## begin SUPPLIED PASSAGE
Figures 4 and 5 compare and contrast this model in single versus multiple forests and in Windows 2000 versus Windows Server 2003. In Figure 4, Forest A has Windows 2000 domains that are in mixed mode and therefore universal groups are not available. Global groups from Domain A and Domain C are added to the domain local group in Domain B, and that group is added to the ACL on the Domain B resource and permissions are assigned to the group that provide the appropriate level of access. The multiforest deployment follows the same model for three forests as is used for three domains in the single-forest deployment.

The scenarios in Figure 4 apply to domains and forests that do not have universal groups available to them. Domains that do not have the ability to use universal groups can be:

• Windows 2000 domains that have the domain mode of mixed.

• Windows Server 2003 domains that have the domain functional level of Windows 2000 mixed.

In Figure 4, group abbreviations are as follows:

• Global group (GG).

• Domain local group (DLG).

  Figure 4   Resource sharing when universal groups are not available

In Figure 5, multiple global groups are added to a single universal group, which is added to the domain local group. In a single forest, one universal group per role is all that’s required. In multiple forests, a universal group can be created for each forest that has users that need access to a resource in a different forest. This approach is useful when multiple global groups from the same forest need access to the same local resource.

The scenarios in Figure 5 apply to domains in which universal groups are available. Domains that have the ability to use universal groups are:

• Windows 2000 domains that have the domain mode of native.

• Windows Server 2003 domains that have the domain functional level of Windows 2000 native or Windows Server 2003.

In Figure 5, group abbreviations are as follows:

• Global group (GG).

• Domain local group (DLG).

• Universal group (UG)

  Figure 5   Resource sharing when universal groups are available

Adding Groups to Domain Local Groups vs. Computer Local Groups

As a general rule, the practice of adding domain local groups to global groups and adding global groups to universal groups is effective when a large number of users must be granted access to several resources. When the number of users is few, you can add them directly to the universal group or to the resource.

In addition, when you have a choice of adding universal groups or global groups to a domain local group or to a computer local group, use the computer local group instead of the domain local group. The reason to do so is that when an access token is constructed, domain local groups, global groups, and universal groups of which the security principal is a member are included in the token. Thus, entries in the token include nested group memberships, which means that if user A is a member of group G and group G is member of group GR, the access token for user A will contain both group G and group GR. A maximum of 1,500 entries can be added to an access token, and if a user belongs to too many groups, this limit can be reached. However, computer local groups are not nested.
## end SUPPLIED PASSAGE
## begin DATASET
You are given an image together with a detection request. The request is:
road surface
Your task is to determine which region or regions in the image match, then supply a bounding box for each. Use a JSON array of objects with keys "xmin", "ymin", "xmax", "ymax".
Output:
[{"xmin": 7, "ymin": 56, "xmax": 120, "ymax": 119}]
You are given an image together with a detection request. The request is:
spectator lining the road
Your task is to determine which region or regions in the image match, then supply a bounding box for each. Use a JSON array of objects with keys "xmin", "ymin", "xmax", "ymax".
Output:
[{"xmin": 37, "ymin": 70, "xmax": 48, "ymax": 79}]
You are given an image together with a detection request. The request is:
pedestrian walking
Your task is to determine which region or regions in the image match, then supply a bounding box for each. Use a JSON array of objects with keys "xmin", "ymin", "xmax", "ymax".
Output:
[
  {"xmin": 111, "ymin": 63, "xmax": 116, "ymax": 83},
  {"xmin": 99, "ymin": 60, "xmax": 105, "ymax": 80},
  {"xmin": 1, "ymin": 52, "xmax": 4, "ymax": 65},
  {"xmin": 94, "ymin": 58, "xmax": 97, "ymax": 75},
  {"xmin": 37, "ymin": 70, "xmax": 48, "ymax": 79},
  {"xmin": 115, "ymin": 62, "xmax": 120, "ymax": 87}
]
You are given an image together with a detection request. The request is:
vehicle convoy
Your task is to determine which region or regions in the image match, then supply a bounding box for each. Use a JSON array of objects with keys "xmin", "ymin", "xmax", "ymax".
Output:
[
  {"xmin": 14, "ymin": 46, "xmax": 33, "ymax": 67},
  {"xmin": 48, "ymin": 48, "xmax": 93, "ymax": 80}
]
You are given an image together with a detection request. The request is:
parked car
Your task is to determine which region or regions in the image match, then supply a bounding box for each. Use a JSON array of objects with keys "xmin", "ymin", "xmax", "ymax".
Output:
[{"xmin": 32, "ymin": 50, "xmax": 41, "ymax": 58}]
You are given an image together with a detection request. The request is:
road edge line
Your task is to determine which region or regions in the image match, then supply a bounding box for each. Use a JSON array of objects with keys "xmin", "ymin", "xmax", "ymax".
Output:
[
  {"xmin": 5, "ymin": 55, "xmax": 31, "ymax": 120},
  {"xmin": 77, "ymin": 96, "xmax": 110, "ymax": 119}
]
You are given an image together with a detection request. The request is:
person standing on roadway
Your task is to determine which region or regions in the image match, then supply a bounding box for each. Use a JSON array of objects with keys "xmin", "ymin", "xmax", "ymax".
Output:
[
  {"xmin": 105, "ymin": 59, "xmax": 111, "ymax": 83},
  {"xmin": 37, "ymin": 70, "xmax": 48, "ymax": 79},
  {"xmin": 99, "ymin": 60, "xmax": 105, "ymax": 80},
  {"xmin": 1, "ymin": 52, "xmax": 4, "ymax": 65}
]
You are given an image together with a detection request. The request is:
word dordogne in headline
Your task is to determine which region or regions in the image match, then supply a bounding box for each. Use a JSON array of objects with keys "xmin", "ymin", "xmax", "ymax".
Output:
## end DATASET
- _PROBLEM REQUIREMENTS_
Please extend the passage on sharing resources through Windows domain groups, picking up right after its last sentence. The entries play no role here.

- _OUTPUT OF THE EXERCISE_
Therefore, if resource access is being enabled on a per-computer basis and the number of computers is not very large, using computer local groups avoids potentially nested memberships of a domain local group and is the better practice.

For example, if you want to allow a user to administer an Exchange server, adding their account or group to the computer local group on the Exchange server is more effective than creating a domain local group, adding that domain local group to the Exchange Admins group or to the ACL on the Exchange server object and setting permissions, and then adding the user’s account or group to the domain local group.

Security Considerations for Resource Access Across Forests

Even when you create multiple forests for data isolation, service isolation, or both, trust relationships with other forests (or individual domains from other forests) can be created and users can be added to groups in other forests so that they can be granted access to resources. However, do not include users from other forests in any of the following groups:

• Groups that are responsible for service management or that can manage the membership of service administrator groups.

• Groups with administrative control over computers that store protected data.

• Groups that have access to protected data, or groups responsible for the management of user or group objects that have access to protected data.

Including users from another forest in any of these groups constitutes a potential security breach of the other forest that can lead to disclosure of protected data or service interruptions.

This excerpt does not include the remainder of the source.